— Directions —
1 – In the passage on the Inflation Reduction Act's clean energy tax credits, what share of South Dakota's electricity comes from renewables?
2 – In the passage on the Inflation Reduction Act's clean energy tax credits, take the part that opens with the words containing "These arguments come" and closes with "comes from renewables.", and write it out with "substantially" changed to "sharply".
3 – Continue the passage on the Inflation Reduction Act's clean energy tax credits from its last sentence.

— Passage —
With the fate of the Inflation Reduction Act and its tax credits for building and producing clean energy hanging in the balance, the law’s supporters have increasingly turned to dollars-and-cents arguments in favor of its preservation. Since the election, industry and research groups have put out a handful of reports making the broad argument that in addition to higher greenhouse gas emissions, taking away these tax credits would mean higher electricity bills.
The American Clean Power Association put out a report in December, authored by the consulting firm ICF, arguing that “energy tax credits will drive $1.9 trillion in growth, creating 13.7 million jobs and delivering 4x return on investment.”
The Solar Energy Industries Association followed that up last month with a letter citing an analysis by Aurora Energy Research, which found that undoing the tax credits for wind, solar, and storage would reduce clean energy deployment by 237 gigawatts through 2040 and cost nearly 100,000 jobs, all while raising bills by hundreds of dollars in Texas and New York. (Other groups, including the conservative environmental group ConservAmerica and the Clean Energy Buyers Association have commissioned similar research and come up with similar results.)
And just this week, Energy Innovation, a clean energy research group that had previously published widely cited research arguing that clean energy deployment was not linked to the run-up in retail electricity prices, published a report that found repealing the Inflation Reduction Act would “increase cumulative household energy costs by $32 billion” over the next decade, among other economic impacts.
The tax credits “make clean energy even more economic than it already is, particularly for developers,” explained Energy Innovation senior director Robbie Orvis. “When you add more of those technologies, you bring down the electricity cost significantly,” he said.
Historically, the price of fossil fuels like natural gas and coal have set the wholesale price for electricity. With renewables, however, the operating costs associated with procuring those fuels go away. The fewer of those you have, “the lower the price drops,” Orvis said. Without the tax credits to support the growth and deployment of renewables, the analysis found that annual energy costs per U.S. household would go up some $48 annually by 2030, and $68 by 2035.
These arguments come at a time when retail electricity prices in much of the country have grown substantially. Since December 2019, average retail electricity prices have risen from about $0.13 per kilowatt-hour to almost $0.18, according to the Bureau of Labor Statistics. In Massachusetts and California, rates are over $0.30 a kilowatt-hour, according to the Energy Information Administration. As Energy Innovation researchers have pointed out, states with higher renewable penetration sometimes have higher rates, including California, but often do not, as in South Dakota, where 77% of its electricity comes from renewables.
Retail electricity prices are not solely determined by fuel costs Distribution costs for maintaining the whole electrical system are also a factor. In California, for example,it’s these costs that have driven a spike in rates, as utilities have had to harden their grids against wildfires. Across the whole country, utilities have had to ramp up capital investment in grid equipment as it’s aged, driving up distribution costs, a 2024 Energy Innovation report argued.
A similar analysis by Aurora Energy Research (the one cited by SEIA) that just looked at investment and production tax credits for wind, solar, and batteries found that if they were removed, electricity bills would increase hundreds of dollars per year on average, and by as much as $40 per month in New York and $29 per month in Texas.

— Record excerpts —
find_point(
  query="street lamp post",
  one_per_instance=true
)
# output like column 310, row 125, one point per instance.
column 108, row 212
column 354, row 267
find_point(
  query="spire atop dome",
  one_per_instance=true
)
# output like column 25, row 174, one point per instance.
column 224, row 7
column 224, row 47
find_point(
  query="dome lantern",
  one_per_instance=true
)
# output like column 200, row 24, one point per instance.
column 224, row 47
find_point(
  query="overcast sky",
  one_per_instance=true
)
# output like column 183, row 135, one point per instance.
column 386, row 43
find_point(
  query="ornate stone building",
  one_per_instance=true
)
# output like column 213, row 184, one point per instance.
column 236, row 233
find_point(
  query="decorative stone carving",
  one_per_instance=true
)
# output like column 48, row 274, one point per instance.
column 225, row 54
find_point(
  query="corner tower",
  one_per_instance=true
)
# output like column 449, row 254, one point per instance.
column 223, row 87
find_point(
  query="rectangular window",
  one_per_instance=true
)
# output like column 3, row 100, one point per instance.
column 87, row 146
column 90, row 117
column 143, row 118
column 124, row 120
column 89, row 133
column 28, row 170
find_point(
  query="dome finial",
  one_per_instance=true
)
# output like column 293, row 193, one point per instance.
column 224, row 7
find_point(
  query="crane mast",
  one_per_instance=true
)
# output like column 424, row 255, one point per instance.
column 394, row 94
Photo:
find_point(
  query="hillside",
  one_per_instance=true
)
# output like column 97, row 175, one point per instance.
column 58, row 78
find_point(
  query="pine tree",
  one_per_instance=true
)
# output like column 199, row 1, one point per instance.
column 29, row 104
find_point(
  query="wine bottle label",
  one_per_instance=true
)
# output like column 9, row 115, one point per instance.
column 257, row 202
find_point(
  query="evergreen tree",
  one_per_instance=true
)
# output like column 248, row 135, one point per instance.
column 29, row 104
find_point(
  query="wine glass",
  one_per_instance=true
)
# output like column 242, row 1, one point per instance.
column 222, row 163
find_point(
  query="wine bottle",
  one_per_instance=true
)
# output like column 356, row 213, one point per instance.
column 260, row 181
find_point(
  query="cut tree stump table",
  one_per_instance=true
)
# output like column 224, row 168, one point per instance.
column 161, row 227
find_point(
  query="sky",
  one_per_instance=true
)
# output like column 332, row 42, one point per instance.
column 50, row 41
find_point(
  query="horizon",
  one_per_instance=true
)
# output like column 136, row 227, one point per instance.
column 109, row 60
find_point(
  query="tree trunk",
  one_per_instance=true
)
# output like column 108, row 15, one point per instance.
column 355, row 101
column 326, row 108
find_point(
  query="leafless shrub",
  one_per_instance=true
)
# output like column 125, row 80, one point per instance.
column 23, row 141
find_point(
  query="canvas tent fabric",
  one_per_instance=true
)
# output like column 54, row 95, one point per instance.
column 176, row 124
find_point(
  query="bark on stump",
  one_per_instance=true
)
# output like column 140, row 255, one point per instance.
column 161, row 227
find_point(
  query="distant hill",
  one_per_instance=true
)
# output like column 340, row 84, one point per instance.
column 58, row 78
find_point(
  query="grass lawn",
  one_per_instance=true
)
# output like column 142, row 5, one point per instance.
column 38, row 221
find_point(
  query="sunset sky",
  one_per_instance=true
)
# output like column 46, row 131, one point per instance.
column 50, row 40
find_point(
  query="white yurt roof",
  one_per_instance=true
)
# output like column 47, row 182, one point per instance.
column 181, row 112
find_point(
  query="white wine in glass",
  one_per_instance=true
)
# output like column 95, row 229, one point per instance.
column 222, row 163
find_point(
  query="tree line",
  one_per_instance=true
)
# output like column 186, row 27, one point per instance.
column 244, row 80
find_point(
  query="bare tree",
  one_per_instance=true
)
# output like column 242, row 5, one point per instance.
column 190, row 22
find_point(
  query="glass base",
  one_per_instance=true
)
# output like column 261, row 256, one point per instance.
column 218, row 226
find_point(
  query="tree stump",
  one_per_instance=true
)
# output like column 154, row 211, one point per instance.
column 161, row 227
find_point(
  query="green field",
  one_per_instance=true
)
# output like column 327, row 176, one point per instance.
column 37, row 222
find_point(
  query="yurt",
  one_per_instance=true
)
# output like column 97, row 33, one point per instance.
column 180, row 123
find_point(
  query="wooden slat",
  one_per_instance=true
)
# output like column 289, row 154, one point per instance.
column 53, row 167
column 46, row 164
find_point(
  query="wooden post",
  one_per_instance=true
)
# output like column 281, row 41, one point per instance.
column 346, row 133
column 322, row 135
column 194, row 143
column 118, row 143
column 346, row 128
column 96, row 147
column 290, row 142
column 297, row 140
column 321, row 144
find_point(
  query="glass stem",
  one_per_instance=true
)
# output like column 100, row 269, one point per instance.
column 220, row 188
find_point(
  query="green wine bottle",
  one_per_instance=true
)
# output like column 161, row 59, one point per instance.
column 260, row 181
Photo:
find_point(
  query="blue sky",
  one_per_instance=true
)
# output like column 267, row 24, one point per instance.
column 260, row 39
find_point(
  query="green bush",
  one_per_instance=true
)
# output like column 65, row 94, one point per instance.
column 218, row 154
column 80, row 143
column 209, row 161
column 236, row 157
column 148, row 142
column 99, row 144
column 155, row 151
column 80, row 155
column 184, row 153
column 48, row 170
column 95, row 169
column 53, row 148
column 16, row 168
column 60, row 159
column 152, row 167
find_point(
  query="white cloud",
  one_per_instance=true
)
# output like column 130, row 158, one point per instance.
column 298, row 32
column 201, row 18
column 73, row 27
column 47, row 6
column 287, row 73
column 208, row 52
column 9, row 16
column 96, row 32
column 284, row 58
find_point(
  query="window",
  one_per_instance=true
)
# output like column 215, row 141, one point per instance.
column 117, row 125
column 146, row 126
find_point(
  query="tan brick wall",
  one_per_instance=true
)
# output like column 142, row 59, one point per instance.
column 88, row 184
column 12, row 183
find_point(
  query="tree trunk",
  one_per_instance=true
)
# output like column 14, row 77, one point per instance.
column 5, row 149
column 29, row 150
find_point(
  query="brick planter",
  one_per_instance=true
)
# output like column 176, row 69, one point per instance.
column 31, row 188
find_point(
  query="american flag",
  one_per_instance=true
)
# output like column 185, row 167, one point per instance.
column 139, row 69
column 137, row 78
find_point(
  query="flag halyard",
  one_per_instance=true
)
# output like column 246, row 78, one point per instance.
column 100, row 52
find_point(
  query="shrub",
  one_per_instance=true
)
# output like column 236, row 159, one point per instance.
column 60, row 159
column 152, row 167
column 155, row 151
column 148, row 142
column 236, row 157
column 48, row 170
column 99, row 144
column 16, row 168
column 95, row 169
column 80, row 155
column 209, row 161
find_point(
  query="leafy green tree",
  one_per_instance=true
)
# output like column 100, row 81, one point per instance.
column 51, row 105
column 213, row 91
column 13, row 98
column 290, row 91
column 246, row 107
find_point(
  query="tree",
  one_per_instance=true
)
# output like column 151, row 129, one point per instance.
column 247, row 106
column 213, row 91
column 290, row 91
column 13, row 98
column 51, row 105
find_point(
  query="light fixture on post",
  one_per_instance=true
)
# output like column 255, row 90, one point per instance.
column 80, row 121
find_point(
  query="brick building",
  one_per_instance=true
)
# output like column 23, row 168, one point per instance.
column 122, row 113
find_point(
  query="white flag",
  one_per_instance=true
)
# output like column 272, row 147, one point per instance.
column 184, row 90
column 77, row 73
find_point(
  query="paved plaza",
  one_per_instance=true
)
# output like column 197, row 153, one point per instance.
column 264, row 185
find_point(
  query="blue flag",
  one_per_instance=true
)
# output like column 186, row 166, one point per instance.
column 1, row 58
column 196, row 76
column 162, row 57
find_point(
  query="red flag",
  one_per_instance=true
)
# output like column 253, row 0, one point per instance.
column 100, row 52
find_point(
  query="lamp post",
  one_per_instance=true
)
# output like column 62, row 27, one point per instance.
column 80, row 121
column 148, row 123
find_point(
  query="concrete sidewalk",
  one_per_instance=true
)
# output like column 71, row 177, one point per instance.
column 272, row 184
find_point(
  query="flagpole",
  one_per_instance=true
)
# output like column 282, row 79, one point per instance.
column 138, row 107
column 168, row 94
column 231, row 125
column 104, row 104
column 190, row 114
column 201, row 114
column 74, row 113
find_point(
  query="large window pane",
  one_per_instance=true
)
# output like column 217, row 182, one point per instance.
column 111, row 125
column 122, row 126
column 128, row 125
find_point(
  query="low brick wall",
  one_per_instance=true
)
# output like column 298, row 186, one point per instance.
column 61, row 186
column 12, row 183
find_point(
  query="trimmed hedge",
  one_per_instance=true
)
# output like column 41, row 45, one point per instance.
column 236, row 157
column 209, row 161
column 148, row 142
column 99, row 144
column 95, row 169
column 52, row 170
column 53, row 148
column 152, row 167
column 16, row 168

— Answers —
1 – 77%

2 –
These arguments come at a time when retail electricity prices in much of the country have grown sharply. Since December 2019, average retail electricity prices have risen from about $0.13 per kilowatt-hour to almost $0.18, according to the Bureau of Labor Statistics. In Massachusetts and California, rates are over $0.30 a kilowatt-hour, according to the Energy Information Administration. As Energy Innovation researchers have pointed out, states with higher renewable penetration sometimes have higher rates, including California, but often do not, as in South Dakota, where 77% of its electricity comes from renewables.

3 –
One reason the bill impact could be so high, Aurora’s Martin Anderson told me, is that states with aggressive goals for decarbonizing the electricity sector would still have to procure clean energy in a world where its deployment would have gotten more expensive. New York is targetinga target for getting 70% of its electricity from renewable sources by 2030, while Minnesota has a goal for its utilities to sell 55% clean electricity by 2035 and could see its average cost increase by $22 a month. Some of these states may have to resort to purchasing renewable energy certificates to make up the difference as new generation projects in the state become less attractive.
Bills in Texas, on the other hand, would likely go up because wind and solar investment would slow down, meaning that Texans’ large-scale energy consumption would be increasingly met with fossil fuels (Texas has a Renewable Portfolio Standard that it has long since surpassed).
This emphasis from industry and advocacy groups on the dollars and cents of clean energy policy is hardly new — when the House of Representatives passed the (doomed) Waxman-Markey cap and trade bill in 2009, then-Speaker of the House Nancy Pelosi told the House, “Remember these four words for what this legislation means: jobs, jobs, jobs, and jobs.”
More recently, when Democratic Senators Martin Heinrich and Tim Kaine hosted a press conference to press their case for preserving the Inflation Reduction Act, the email that landed in reporters’ inboxes read “Heinrich, Kaine Host Press Conference on Trump’s War on Affordable, American-Made Energy.”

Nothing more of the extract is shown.